• **Document segment**:
'''

Artificial intelligence is becoming ubiquitous. What does this imply for human work?

hoverfalt-600Artificial intelligence (AI) can be broadly divided into general and applied, or strong and weak, respectively. Strong AI refers to the ability of a machine to perform ”general intelligent action” while weak AI focuses on one narrow task, such as speech recognition. While strong AI is advancing with various speculative implications, such as technological singularity and related concern from prominent thinkers like Elon Musk and Stephen Hawking, it is weak AI that is changing the world around us as we speak. It has the potential to radically change human work and contribution, but this change is gradual and largely invisible in the short run.

 

One useful context in which to think about AI is its contribution to and impact on human work and thus business. To do this, lets quickly recap the previous major change in this context.

 

Humans have used tools since the stone age. These tools were powered by humans until we learned how to domesticate animals, such as donkeys, horses and oxen, to contribute power. The tools evolved but this yielded only incremental improvements in productivity. It was not until the industrial revolution that productivity took a massive leap.

 

During the industrial revolution, human and animal labor was initially replaced by the steam engine and later by electrical power. This proved to be very significant for one specific reason. As electricity evolved into the commodity we know today – standardized, affordable and available everywhere and all the time – power essentially became ubiquitous. It became the de facto source of power for whatever we might invent. Today, very little human work involves contributing power, which not only eases humans from tiring labor, but enables new forms of higher human contribution.

'''

• **Required tasks**:
**1)** Could you rewrite the records below, replacing "one_per_instance" with "all_instances" throughout and keeping everything else the same? Leave the pictures out of your answer.
**2)** Can you carry on the piece about artificial intelligence and human work from the point where it stops?

• **Data extract**:
'''

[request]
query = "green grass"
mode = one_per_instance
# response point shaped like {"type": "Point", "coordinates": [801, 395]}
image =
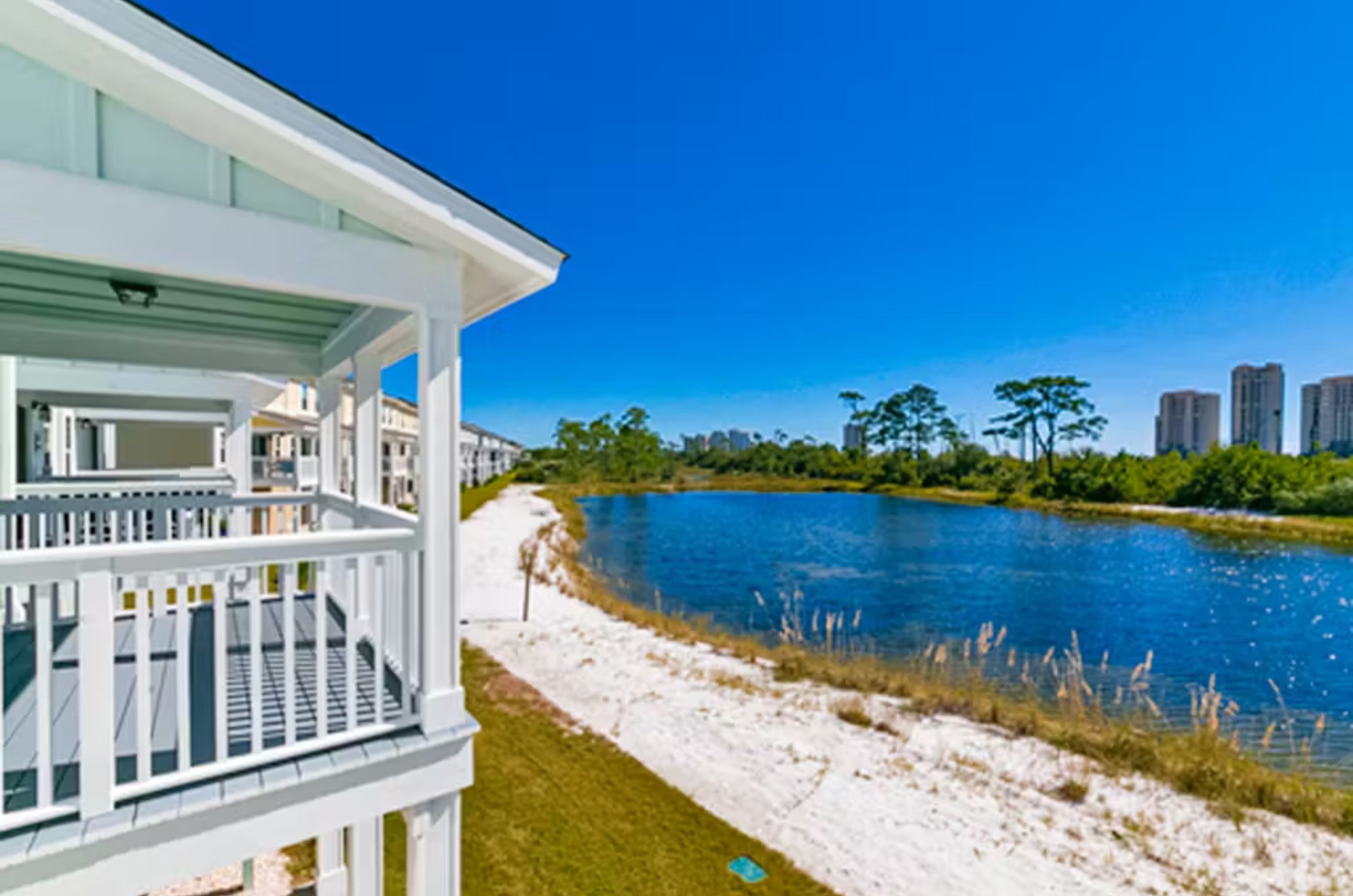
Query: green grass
{"type": "Point", "coordinates": [569, 814]}
{"type": "Point", "coordinates": [562, 811]}
{"type": "Point", "coordinates": [474, 499]}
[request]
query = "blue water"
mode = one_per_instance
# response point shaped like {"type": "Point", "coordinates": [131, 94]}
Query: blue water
{"type": "Point", "coordinates": [1246, 611]}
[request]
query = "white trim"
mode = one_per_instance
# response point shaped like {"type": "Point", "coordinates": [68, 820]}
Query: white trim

'''

• **Exercise answers**:
**1)**
[request]
query = "green grass"
mode = all_instances
# response point shaped like {"type": "Point", "coordinates": [801, 395]}
image =
Query: green grass
{"type": "Point", "coordinates": [569, 814]}
{"type": "Point", "coordinates": [562, 811]}
{"type": "Point", "coordinates": [474, 499]}
[request]
query = "blue water"
mode = all_instances
# response point shaped like {"type": "Point", "coordinates": [131, 94]}
Query: blue water
{"type": "Point", "coordinates": [1246, 611]}
[request]
query = "white trim"
mode = all_instances
# response point shaped like {"type": "Point", "coordinates": [68, 820]}
Query: white trim

**2)**
 

AI is following the same trajectory to becoming ubiquitous. One example is Amazon Machine Learning, launched in April 2015, which offers pattern recognition and prediction in real-time on an hourly basis. In effect, AI, although still at a very basic level, is affordable and available everywhere and all the time. Much like electricity worked its way to powering practically everything, AI is working its way to controlling everything. It is still at a very early stage, but advancing fast. Google’s and Uber’s driverless cars are just one example of the tasks AI is on the verge of taking over from humans. In essence, artificial intelligence is doing to cognitive operation what electricity did to physical labor.

 

As founding executive editor of Wired magazine Kevin Kelly puts it, the first major revolution of human work was about adding power to existing tools, the next is about adding intelligence to these tools. This is where we are likely to see the next massive leaps in productivity and opportunities for work to rise even higher in human cognitive contribution.

 

Finally, to understand the potential long-term impact of AI, we should look beyond its current implications and focus on what the underlying technology fundamentally enables. The rising tide of automation and AI is more about the swell and less about the ripples.

 

We will discuss the impact of technology and AI on work and business at the Finsif seminar on October 13.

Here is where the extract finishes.